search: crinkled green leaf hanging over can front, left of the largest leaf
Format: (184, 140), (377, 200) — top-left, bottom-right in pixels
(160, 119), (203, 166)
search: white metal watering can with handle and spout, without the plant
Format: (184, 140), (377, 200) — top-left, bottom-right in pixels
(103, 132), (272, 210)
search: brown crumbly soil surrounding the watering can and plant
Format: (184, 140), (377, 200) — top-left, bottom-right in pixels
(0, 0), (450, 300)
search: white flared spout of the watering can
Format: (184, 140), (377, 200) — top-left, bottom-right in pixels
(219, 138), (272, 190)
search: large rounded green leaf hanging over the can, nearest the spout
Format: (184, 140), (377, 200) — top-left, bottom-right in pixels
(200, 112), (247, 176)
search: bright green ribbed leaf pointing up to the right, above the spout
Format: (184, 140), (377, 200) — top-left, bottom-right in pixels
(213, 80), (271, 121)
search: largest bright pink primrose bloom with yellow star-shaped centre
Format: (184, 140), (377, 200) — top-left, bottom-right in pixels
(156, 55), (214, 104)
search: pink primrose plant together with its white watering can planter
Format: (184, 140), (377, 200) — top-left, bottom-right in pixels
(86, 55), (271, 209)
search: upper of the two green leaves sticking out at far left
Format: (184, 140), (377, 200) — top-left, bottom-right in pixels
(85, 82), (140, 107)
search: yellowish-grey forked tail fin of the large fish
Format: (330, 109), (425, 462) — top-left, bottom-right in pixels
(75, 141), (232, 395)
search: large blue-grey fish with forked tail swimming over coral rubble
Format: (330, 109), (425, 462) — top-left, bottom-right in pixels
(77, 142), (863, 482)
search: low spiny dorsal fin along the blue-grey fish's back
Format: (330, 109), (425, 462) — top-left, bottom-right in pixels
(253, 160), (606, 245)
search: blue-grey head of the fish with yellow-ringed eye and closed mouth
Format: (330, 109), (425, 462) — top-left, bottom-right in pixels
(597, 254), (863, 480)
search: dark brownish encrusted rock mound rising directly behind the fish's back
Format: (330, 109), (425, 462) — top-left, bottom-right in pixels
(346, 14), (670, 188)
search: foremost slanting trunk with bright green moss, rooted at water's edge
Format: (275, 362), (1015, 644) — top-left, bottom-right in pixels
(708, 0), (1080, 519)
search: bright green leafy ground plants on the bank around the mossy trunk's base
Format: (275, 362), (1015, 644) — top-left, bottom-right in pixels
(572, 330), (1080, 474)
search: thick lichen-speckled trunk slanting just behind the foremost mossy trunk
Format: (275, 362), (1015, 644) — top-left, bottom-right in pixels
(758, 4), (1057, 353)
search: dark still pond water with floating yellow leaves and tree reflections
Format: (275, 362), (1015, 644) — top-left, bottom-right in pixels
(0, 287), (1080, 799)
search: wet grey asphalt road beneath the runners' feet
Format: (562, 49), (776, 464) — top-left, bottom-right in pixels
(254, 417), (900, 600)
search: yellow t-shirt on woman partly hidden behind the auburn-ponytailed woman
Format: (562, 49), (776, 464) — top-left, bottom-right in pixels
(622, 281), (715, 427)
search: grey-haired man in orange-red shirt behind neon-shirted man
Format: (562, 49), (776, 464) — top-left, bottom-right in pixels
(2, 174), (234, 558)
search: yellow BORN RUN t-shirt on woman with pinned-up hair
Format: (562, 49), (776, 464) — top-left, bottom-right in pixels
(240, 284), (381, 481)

DIRECTIONS: All of the data is to be written out again, word for word.

ANSWER FOR THIS EXERCISE:
search: crinkled green leaf hanging over can front, left of the largest leaf
Format: (184, 140), (377, 200) — top-left, bottom-right in pixels
(160, 119), (203, 166)
search: white metal watering can with handle and spout, without the plant
Format: (184, 140), (377, 200) — top-left, bottom-right in pixels
(103, 132), (272, 210)
search: brown crumbly soil surrounding the watering can and plant
Format: (184, 140), (377, 200) — top-left, bottom-right in pixels
(0, 0), (450, 300)
search: white flared spout of the watering can
Format: (184, 140), (377, 200) — top-left, bottom-right in pixels
(219, 138), (272, 190)
search: large rounded green leaf hanging over the can, nearest the spout
Format: (184, 140), (377, 200) — top-left, bottom-right in pixels
(200, 112), (247, 176)
search: bright green ribbed leaf pointing up to the right, above the spout
Format: (184, 140), (377, 200) — top-left, bottom-right in pixels
(213, 80), (271, 121)
search: largest bright pink primrose bloom with yellow star-shaped centre
Format: (184, 140), (377, 200) — top-left, bottom-right in pixels
(156, 55), (214, 104)
search: pink primrose plant together with its white watering can planter
Format: (184, 140), (377, 200) — top-left, bottom-right in pixels
(86, 55), (271, 209)
search: upper of the two green leaves sticking out at far left
Format: (184, 140), (377, 200) — top-left, bottom-right in pixels
(85, 82), (140, 107)
search: yellowish-grey forked tail fin of the large fish
Format: (330, 109), (425, 462) — top-left, bottom-right in pixels
(75, 141), (232, 395)
search: large blue-grey fish with forked tail swimming over coral rubble
Format: (330, 109), (425, 462) — top-left, bottom-right in pixels
(77, 142), (863, 482)
search: low spiny dorsal fin along the blue-grey fish's back
Format: (330, 109), (425, 462) — top-left, bottom-right in pixels
(253, 160), (606, 245)
search: blue-grey head of the fish with yellow-ringed eye and closed mouth
Format: (330, 109), (425, 462) — top-left, bottom-right in pixels
(597, 254), (863, 480)
search: dark brownish encrusted rock mound rising directly behind the fish's back
Format: (330, 109), (425, 462) — top-left, bottom-right in pixels
(346, 14), (670, 188)
search: foremost slanting trunk with bright green moss, rooted at water's edge
Format: (275, 362), (1015, 644) — top-left, bottom-right in pixels
(708, 0), (1080, 519)
search: bright green leafy ground plants on the bank around the mossy trunk's base
Format: (275, 362), (1015, 644) — top-left, bottom-right in pixels
(572, 330), (1080, 474)
search: thick lichen-speckled trunk slanting just behind the foremost mossy trunk
Format: (275, 362), (1015, 644) — top-left, bottom-right in pixels
(758, 4), (1057, 353)
search: dark still pond water with floating yellow leaves and tree reflections
Format: (275, 362), (1015, 644) — top-left, bottom-right in pixels
(0, 287), (1080, 799)
search: wet grey asphalt road beneath the runners' feet
Format: (562, 49), (776, 464) — top-left, bottom-right in pixels
(254, 417), (900, 600)
search: yellow t-shirt on woman partly hidden behind the auburn-ponytailed woman
Format: (562, 49), (776, 464) — top-left, bottom-right in pixels
(622, 281), (715, 427)
search: grey-haired man in orange-red shirt behind neon-shirted man
Format: (562, 49), (776, 464) — top-left, bottom-right in pixels
(2, 174), (234, 558)
search: yellow BORN RUN t-shirt on woman with pinned-up hair
Format: (562, 49), (776, 464) — top-left, bottom-right in pixels
(240, 284), (381, 481)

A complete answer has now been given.